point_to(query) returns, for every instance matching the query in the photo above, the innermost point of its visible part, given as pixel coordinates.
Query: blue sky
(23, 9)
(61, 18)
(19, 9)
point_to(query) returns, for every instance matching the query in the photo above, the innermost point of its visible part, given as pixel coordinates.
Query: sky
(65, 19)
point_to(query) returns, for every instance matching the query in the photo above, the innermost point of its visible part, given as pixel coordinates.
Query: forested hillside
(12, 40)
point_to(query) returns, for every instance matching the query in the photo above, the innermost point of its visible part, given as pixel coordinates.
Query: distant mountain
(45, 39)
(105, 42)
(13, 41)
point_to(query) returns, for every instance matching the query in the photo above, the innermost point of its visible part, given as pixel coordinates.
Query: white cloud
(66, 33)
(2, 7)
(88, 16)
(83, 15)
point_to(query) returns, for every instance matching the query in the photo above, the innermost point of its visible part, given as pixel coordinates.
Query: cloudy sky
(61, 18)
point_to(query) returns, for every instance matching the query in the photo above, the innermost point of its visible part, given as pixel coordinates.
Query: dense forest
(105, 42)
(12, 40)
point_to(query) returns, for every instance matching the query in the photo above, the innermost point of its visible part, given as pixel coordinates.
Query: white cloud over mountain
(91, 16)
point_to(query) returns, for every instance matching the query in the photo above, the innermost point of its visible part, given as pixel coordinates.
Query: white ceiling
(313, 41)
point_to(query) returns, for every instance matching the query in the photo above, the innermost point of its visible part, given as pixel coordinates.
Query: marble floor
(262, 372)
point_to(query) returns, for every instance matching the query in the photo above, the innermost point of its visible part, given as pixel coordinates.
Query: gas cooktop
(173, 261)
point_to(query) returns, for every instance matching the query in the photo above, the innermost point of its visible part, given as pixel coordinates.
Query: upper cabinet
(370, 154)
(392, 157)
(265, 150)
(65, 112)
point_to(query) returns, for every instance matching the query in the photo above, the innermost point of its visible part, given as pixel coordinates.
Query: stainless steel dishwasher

┄┄┄┄┄┄

Problem description>
With nothing added or left out, print the data again.

Exercise response>
point_to(query) returns, for every instance matching the query in the photo above, the innermost point of its visible part, given as pixel coordinates.
Query: blue sky
(23, 9)
(61, 18)
(19, 9)
point_to(query) returns, for every instance matching the query in the photo above, the innermost point of its visible part, given as pixel coordinates.
Query: sky
(65, 19)
point_to(query) returns, for every instance matching the query in the photo above, the innermost point of its visible part, given as pixel coordinates.
Query: forested hillside
(12, 40)
point_to(query) returns, for every instance matching the query in the photo above, the innermost point of its visible part, given as pixel coordinates.
Query: distant mountain
(45, 39)
(105, 42)
(13, 41)
point_to(query) returns, for every instance matching the query in the photo above, the innermost point of its visible part, given as pixel coordinates.
Query: white cloud
(66, 33)
(2, 7)
(88, 16)
(83, 15)
point_to(query) returns, for every instance matching the query in the photo above, the innermost point of its visible part, given as pixel coordinates.
Query: cloudy sky
(61, 18)
point_to(query) returns, for every instance matching the query in the photo above, the innermost point of its visible part, given as pixel coordinates.
Query: dense forest
(105, 42)
(12, 40)
point_to(query) returns, for every instance matching the query in the photo above, the innermost point of its visible part, given as pixel coordinates.
Query: white cloud over mountain
(91, 16)
point_to(query) returns, for every instance matching the query in the photo above, the innermost point of its visible part, given as pixel coordinates.
Query: white ceiling
(313, 41)
point_to(query) returns, for every instance matching the query in the photo above, the innermost point of its visible part, given as pixel coordinates.
Query: marble floor
(262, 372)
point_to(query) returns, for every instance matching the query in the photo above, the innermost point of its visible part, given as pixel coordinates.
Query: gas cooktop
(173, 261)
point_to(query) returns, for every instance matching the query in the photo above, the innermost point of its visible part, given as pixel coordinates.
Query: upper cabinet
(370, 154)
(392, 157)
(265, 150)
(65, 112)
point_to(query) returns, for every instance matching the query in the photo above, the innermost point of its visible part, given as pixel coordinates.
Query: stainless steel dishwasher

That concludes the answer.